# WORK INSTRUCTIONS
Beginning with the first entry, restate the data word for word and leave out the images.

# DATA EXTRACTS
....
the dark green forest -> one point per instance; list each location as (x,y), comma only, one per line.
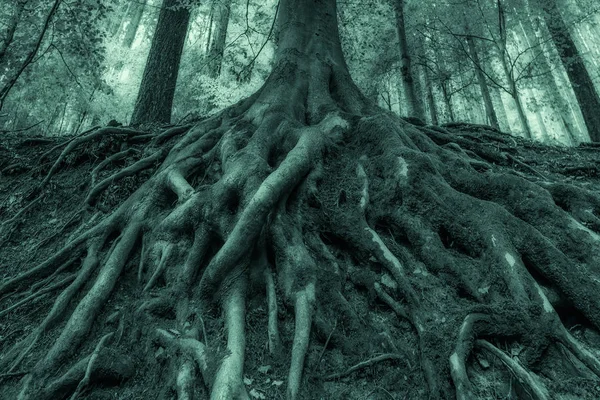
(299,199)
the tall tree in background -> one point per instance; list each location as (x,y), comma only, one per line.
(220,13)
(414,103)
(155,97)
(306,193)
(481,80)
(134,14)
(11,27)
(583,86)
(13,76)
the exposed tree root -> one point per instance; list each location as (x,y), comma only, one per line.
(302,203)
(364,364)
(536,388)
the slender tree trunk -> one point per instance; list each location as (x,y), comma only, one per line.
(500,110)
(135,13)
(155,97)
(583,86)
(433,113)
(217,47)
(415,108)
(521,112)
(485,91)
(210,26)
(448,101)
(9,34)
(552,90)
(15,77)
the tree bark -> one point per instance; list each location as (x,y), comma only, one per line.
(583,86)
(135,13)
(217,47)
(414,105)
(485,91)
(155,97)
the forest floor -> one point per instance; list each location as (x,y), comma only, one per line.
(44,228)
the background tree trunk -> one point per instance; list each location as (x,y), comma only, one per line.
(217,47)
(580,79)
(415,108)
(485,91)
(155,97)
(11,28)
(15,77)
(135,13)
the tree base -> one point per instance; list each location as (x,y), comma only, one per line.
(251,255)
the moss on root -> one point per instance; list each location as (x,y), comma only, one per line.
(257,254)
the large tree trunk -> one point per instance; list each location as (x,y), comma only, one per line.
(222,10)
(414,104)
(306,194)
(583,86)
(155,97)
(134,13)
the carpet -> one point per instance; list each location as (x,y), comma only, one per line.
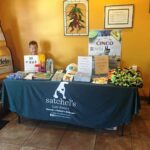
(3,123)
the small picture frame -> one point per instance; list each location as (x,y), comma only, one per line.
(75,17)
(119,16)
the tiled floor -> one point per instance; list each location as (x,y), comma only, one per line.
(37,135)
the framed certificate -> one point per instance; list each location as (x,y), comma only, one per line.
(119,16)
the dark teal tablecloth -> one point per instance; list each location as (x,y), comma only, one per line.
(85,104)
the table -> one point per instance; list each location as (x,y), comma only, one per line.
(83,104)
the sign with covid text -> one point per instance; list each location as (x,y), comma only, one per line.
(106,42)
(5,64)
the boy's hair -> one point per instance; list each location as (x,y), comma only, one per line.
(33,43)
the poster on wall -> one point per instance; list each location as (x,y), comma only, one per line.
(106,42)
(76,17)
(5,64)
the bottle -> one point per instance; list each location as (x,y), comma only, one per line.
(49,66)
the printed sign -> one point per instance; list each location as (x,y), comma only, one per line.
(106,42)
(85,64)
(60,106)
(29,62)
(101,64)
(5,64)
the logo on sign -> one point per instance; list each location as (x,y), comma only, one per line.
(60,89)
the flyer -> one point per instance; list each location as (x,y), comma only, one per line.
(106,42)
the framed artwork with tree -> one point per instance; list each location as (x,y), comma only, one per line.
(75,17)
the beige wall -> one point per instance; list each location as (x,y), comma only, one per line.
(42,20)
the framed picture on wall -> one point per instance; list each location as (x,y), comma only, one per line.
....
# REPLY TO THE TASK
the dark green forest -> one point per instance; list each location as (x,y), comma only, one per line.
(299,199)
the tall tree in background -> one point per instance; list each location as (x,y), comma only, one per line.
(220,13)
(414,103)
(155,97)
(306,193)
(481,80)
(134,14)
(11,27)
(583,86)
(13,76)
the exposed tree root -> one point per instance; list each location as (x,y), comma only, one per line.
(302,203)
(364,364)
(536,388)
the slender tree trunk -> one point per instance; list each location as (x,y), comma only, one per line.
(500,110)
(135,13)
(155,97)
(583,86)
(433,113)
(217,47)
(415,108)
(521,112)
(485,91)
(210,26)
(448,101)
(9,34)
(552,90)
(15,77)
the tree bark -> one point per instance; list each location as (x,y), comma only, one per line.
(583,86)
(135,13)
(217,47)
(414,105)
(485,91)
(155,97)
the forest floor -> one point per instance; list each location as (x,y), comma only, one per line.
(44,228)
the background tree trunk -> one point per instance; list each location as (x,y), comma only, one per line.
(217,47)
(580,79)
(415,108)
(485,91)
(155,97)
(11,28)
(15,77)
(135,13)
the tree base -> one point per instance; list each location as (x,y), comma only, one per line.
(251,255)
the moss on root -> one point per instance; list each location as (x,y), comma only, one per line.
(257,254)
the large tree trunk -> one point per instance; list each location as (x,y), comma only, one per line.
(222,10)
(414,104)
(306,194)
(583,86)
(155,97)
(134,13)
the carpet -> one point per instance; list each location as (x,y), comma only, one per line.
(3,123)
the small picture frame -> one point per instance; list each location as (x,y), comma only, one per line.
(75,17)
(119,16)
the tiled floor -> one point per instance; list each location as (x,y), comma only, one per line.
(37,135)
the framed certificate -> one point per instance; list each location as (x,y), comma only, one per line.
(119,16)
the dark teal tablecloth -> one point per instance; list each location as (x,y), comma only, one per line.
(85,104)
the table -> one point per instance; list each location as (x,y), comma only, one per line.
(83,104)
the sign with covid text -> one point per instance; list each location as (x,y), comma only, one per line.
(106,42)
(5,64)
the boy's hair -> one point per instance; list each location as (x,y), comma only, one per line.
(33,43)
the poster on wall -> one point per instance; list each location as (x,y), comma only, one per line.
(106,42)
(76,17)
(5,64)
the bottle -> one point per instance; list each location as (x,y), comma only, one per line.
(49,66)
the printed sign -> one point per instance; list each location as (x,y), comma only, one per line.
(106,42)
(85,64)
(60,106)
(29,62)
(101,64)
(5,64)
the logo on sign -> one point per instance; list each location as (x,y), comma only, one per line.
(60,89)
the flyer -> one point per instance; list each location as (x,y), comma only, one per line.
(106,42)
the framed artwork with tree -> one point per instance; list each location as (x,y), comma only, one per line.
(75,17)
the beige wall -> one point per instance; list each location as (x,y), comma only, one per line.
(42,20)
the framed picture on wall -> one point per instance; list each location as (x,y), comma only, one per line.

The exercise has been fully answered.